◆ **The exercise**
Write out the stretch from the line containing "outline jet main landing gear, every instance" through the end of the records, swapping "several separate parts" for "multiple disjoint pieces" and leaving everything else unchanged.

Stored entries
- - - - -

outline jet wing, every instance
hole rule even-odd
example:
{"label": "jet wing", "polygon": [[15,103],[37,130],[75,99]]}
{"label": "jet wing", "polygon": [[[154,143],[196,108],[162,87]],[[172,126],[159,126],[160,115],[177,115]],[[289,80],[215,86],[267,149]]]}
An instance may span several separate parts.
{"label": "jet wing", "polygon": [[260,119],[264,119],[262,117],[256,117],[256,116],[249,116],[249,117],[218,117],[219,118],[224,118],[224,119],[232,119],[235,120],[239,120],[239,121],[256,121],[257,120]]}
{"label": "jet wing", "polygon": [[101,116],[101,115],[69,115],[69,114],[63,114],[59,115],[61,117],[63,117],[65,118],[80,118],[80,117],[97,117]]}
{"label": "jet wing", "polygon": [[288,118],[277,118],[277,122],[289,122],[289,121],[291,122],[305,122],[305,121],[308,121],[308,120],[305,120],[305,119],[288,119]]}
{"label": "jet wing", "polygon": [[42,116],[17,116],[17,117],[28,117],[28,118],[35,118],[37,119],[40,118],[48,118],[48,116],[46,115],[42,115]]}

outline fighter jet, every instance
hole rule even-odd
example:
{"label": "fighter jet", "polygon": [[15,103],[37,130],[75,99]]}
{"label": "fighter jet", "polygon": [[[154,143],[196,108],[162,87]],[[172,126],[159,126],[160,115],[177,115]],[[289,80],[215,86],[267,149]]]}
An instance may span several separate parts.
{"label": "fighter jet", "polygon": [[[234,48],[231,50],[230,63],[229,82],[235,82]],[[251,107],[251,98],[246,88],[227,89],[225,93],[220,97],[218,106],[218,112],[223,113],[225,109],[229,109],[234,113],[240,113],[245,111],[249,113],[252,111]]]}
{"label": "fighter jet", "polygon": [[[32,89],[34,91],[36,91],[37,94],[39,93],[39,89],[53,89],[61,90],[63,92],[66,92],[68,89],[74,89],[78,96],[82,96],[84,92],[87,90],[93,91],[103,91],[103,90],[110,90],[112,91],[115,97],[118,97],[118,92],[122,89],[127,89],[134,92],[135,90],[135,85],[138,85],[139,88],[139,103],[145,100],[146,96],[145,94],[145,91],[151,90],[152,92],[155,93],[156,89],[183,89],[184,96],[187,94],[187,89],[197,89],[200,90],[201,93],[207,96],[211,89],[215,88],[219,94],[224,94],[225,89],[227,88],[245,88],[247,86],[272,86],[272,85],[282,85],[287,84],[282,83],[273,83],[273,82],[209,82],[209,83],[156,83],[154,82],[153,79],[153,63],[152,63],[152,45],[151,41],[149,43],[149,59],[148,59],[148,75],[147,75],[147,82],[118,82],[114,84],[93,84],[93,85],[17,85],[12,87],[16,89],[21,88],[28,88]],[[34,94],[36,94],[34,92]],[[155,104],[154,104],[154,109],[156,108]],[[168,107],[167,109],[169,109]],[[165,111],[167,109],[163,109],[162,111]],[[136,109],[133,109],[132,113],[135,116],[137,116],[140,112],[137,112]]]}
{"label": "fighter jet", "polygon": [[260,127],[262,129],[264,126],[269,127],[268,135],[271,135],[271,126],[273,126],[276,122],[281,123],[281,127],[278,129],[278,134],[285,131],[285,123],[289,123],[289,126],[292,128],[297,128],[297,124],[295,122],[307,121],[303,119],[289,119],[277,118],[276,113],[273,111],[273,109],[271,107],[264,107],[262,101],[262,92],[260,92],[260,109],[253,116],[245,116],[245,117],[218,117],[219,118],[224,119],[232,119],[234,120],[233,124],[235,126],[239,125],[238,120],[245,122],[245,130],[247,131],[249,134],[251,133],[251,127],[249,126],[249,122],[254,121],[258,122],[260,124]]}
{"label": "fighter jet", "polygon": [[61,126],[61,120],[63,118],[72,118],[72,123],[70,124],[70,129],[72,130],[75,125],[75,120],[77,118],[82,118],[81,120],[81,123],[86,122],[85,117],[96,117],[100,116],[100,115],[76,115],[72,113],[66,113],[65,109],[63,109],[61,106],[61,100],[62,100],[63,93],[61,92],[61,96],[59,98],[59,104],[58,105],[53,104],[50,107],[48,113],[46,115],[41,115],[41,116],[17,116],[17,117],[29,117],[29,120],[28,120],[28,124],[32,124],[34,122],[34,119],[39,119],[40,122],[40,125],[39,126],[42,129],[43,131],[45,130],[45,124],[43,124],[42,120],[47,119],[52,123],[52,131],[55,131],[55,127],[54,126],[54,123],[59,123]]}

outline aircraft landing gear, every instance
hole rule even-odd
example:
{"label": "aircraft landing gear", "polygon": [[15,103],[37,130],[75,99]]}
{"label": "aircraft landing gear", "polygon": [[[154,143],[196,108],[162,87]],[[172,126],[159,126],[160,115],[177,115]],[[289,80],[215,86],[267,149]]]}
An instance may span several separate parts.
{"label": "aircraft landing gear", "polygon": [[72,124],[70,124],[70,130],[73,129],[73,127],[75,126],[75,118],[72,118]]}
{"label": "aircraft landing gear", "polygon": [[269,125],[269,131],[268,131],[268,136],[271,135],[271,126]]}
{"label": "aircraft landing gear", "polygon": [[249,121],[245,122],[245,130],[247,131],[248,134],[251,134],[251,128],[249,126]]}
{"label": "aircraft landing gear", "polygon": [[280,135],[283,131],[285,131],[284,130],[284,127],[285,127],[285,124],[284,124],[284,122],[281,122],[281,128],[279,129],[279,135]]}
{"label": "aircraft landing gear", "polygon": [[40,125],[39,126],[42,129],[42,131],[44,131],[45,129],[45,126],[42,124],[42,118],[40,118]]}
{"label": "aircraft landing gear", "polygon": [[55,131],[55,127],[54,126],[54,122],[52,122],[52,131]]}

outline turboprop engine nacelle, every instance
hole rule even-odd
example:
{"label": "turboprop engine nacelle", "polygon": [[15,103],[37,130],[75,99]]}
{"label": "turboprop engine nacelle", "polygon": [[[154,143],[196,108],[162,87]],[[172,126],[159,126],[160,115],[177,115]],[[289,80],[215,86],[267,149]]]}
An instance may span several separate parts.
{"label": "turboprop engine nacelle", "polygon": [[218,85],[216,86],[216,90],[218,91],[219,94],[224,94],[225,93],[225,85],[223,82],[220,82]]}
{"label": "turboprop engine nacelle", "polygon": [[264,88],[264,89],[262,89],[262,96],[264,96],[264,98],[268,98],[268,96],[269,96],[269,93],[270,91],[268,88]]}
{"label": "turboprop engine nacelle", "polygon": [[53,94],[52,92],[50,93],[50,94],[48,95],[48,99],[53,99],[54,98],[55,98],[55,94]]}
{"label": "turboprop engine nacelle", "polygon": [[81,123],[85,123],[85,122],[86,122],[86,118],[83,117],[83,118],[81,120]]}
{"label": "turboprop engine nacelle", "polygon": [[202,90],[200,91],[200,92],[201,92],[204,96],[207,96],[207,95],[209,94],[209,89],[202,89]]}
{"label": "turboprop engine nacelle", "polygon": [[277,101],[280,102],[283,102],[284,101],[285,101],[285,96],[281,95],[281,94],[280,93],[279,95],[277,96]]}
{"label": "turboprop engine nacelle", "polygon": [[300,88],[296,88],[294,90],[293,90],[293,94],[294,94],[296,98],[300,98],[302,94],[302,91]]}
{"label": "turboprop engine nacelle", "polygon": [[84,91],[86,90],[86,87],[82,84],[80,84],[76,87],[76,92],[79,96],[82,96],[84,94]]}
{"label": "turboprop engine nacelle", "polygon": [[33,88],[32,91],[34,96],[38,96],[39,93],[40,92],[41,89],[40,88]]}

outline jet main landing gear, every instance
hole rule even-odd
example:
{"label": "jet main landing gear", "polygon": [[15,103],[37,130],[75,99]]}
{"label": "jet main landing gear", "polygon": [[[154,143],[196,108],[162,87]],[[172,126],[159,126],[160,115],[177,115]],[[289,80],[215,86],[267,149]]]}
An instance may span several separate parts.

- - - - -

◆ **Right answer**
outline jet main landing gear, every instance
hole rule even-odd
example:
{"label": "jet main landing gear", "polygon": [[15,103],[37,130],[75,99]]}
{"label": "jet main landing gear", "polygon": [[[154,143],[196,108],[162,87]],[[172,126],[159,126],[160,115],[177,115]],[[289,80],[215,86],[267,149]]]}
An instance may span multiple disjoint pieces.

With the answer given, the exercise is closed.